▸ Directions for this task: Wherever the word "heraldic" occurs in the listing below, copy that whole line.

*** Opening Given data ***

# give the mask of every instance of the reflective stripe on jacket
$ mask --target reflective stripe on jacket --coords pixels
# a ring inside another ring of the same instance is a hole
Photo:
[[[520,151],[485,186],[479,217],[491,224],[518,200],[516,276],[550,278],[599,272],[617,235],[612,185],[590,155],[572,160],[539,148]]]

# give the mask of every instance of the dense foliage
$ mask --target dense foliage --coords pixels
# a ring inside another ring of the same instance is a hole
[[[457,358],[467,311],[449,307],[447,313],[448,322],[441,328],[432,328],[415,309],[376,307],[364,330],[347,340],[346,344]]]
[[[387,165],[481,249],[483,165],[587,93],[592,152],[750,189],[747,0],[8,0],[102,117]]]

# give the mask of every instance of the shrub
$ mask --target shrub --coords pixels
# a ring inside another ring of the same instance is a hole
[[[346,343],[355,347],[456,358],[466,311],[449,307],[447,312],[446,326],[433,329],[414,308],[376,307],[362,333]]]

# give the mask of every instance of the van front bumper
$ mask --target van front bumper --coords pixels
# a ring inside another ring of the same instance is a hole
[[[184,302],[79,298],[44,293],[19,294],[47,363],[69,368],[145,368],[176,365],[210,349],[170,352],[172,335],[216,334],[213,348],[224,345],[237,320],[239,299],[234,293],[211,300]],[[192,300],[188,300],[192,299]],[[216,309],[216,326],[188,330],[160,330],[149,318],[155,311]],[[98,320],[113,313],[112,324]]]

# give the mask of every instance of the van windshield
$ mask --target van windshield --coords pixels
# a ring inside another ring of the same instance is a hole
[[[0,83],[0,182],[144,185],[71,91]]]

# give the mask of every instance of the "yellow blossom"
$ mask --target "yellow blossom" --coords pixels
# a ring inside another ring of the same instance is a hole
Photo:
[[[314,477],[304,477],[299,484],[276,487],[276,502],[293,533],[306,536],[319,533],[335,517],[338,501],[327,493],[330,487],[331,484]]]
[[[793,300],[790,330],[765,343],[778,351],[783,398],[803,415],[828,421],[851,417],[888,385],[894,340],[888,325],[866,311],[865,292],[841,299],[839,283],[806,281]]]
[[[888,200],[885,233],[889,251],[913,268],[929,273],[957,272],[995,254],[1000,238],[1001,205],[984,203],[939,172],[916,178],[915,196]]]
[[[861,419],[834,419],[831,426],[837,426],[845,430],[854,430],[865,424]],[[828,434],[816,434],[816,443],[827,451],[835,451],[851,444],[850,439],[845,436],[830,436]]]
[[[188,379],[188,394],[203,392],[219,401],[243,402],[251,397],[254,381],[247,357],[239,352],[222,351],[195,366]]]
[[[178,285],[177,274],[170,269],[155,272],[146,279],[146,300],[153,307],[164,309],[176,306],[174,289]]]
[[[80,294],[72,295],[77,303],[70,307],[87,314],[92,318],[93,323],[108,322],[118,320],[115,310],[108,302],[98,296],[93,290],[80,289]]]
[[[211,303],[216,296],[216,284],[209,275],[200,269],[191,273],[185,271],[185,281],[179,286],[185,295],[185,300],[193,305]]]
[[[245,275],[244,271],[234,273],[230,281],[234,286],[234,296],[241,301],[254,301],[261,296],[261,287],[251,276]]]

*** Closing Given data ***
*** Opening Given data ***

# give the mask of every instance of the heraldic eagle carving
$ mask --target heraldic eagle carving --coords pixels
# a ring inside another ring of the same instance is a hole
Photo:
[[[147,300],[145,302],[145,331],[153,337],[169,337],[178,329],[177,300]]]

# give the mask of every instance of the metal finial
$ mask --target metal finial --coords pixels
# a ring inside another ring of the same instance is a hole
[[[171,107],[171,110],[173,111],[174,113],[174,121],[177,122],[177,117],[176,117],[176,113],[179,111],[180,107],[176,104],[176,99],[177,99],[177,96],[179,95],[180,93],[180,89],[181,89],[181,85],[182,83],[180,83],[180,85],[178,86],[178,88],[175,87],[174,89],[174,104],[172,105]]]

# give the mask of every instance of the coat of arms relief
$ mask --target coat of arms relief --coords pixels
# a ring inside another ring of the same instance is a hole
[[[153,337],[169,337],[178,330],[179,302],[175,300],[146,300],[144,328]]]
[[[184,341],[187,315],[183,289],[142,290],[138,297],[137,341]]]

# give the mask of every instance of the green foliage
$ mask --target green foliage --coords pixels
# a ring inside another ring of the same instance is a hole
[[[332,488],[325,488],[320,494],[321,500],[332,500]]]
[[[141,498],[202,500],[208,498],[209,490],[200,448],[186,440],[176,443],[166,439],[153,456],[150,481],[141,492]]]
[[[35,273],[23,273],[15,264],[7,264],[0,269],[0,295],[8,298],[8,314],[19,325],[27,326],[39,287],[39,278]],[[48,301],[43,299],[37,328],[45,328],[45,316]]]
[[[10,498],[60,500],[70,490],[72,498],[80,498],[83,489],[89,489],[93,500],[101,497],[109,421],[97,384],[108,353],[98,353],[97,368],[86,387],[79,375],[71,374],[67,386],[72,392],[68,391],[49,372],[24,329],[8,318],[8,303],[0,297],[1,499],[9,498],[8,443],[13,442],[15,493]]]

*** Closing Given data ***

▸ Exercise answer:
# give the mask of every instance of the heraldic eagle carving
$ mask --target heraldic eagle carving --coords pixels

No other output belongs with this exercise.